---- Stored rows

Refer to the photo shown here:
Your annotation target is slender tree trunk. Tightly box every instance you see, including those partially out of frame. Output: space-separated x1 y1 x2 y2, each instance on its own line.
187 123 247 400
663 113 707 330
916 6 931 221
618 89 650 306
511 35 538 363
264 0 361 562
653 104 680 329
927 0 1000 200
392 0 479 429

--------
---- Stored rows

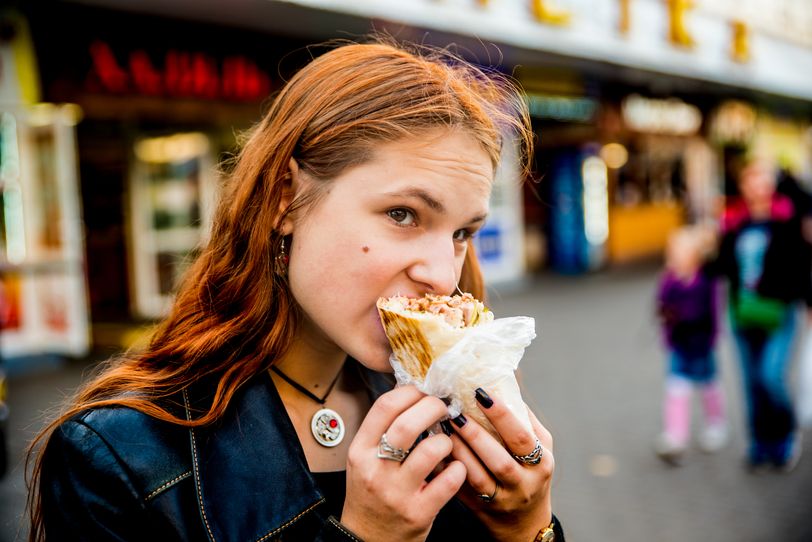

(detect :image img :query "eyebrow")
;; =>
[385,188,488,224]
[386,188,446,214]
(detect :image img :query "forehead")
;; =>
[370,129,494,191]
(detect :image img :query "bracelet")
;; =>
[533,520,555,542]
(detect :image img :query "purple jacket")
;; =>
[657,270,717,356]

--------

**Problem to work on**
Reproduce the data from the line with "Refer to the" up to and including the line with "392 0 479 429", keeping the text lines unchanged and shifting every bounding-box coordinate in the answers up by 69.

**Response to the exercise**
Refer to the photo shown here:
Your annotation target is slender tree trunk. Tightly box every instance you see, including those partially out of frame. Output: space-separated x1 y1 x2 y2, each instance on its own line.
256 192 316 469
732 182 776 399
985 75 1000 290
687 158 719 375
580 104 607 432
333 69 430 631
722 173 749 398
996 69 1069 269
461 69 548 498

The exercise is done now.